-- START --
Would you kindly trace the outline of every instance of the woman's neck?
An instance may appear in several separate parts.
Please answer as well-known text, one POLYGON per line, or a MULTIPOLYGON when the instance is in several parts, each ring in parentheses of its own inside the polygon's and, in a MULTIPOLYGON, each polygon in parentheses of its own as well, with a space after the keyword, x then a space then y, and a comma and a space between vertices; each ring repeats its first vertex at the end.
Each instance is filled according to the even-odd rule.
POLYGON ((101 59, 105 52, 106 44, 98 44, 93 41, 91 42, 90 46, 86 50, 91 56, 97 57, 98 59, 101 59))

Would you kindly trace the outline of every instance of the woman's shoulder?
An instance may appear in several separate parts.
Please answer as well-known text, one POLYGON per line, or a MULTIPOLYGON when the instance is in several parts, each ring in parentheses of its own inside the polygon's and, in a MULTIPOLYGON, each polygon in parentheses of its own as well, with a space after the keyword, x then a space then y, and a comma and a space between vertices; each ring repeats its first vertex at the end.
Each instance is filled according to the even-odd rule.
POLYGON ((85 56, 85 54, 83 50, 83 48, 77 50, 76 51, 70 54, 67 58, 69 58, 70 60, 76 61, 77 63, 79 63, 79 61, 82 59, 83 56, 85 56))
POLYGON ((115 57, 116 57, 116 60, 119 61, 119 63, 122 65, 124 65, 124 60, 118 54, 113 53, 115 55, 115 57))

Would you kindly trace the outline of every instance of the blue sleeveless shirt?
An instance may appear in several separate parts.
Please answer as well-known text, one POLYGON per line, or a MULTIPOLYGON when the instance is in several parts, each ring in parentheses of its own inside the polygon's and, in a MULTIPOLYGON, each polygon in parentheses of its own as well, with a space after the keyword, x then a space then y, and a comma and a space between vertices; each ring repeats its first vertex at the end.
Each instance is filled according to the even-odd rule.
-- END --
Task requirements:
Reproduce the records from their start through the line with "POLYGON ((101 59, 105", requests included. Multiply every vertex coordinate in the answers by 1.5 and round to whole numbers, halves up, leaving any numbers in the requests and their format samples unchanged.

Solution to this exercise:
Would you kindly trace the outline of every instance of the woman's neck?
An instance may appear in several separate parts.
Please answer as well-known text, one POLYGON per line, or a MULTIPOLYGON when the instance is in several parts, each ring in parentheses of its own inside the polygon's and, in a MULTIPOLYGON, each polygon in parentheses of its own as well, with a space after the keyword, x then a space then y, and a comma and a space between vertices; each ring repeats its first vertex at the end.
Each instance is filled according to the even-odd rule.
POLYGON ((152 89, 158 78, 159 66, 147 66, 140 62, 137 63, 135 69, 129 75, 137 84, 146 86, 147 89, 152 89))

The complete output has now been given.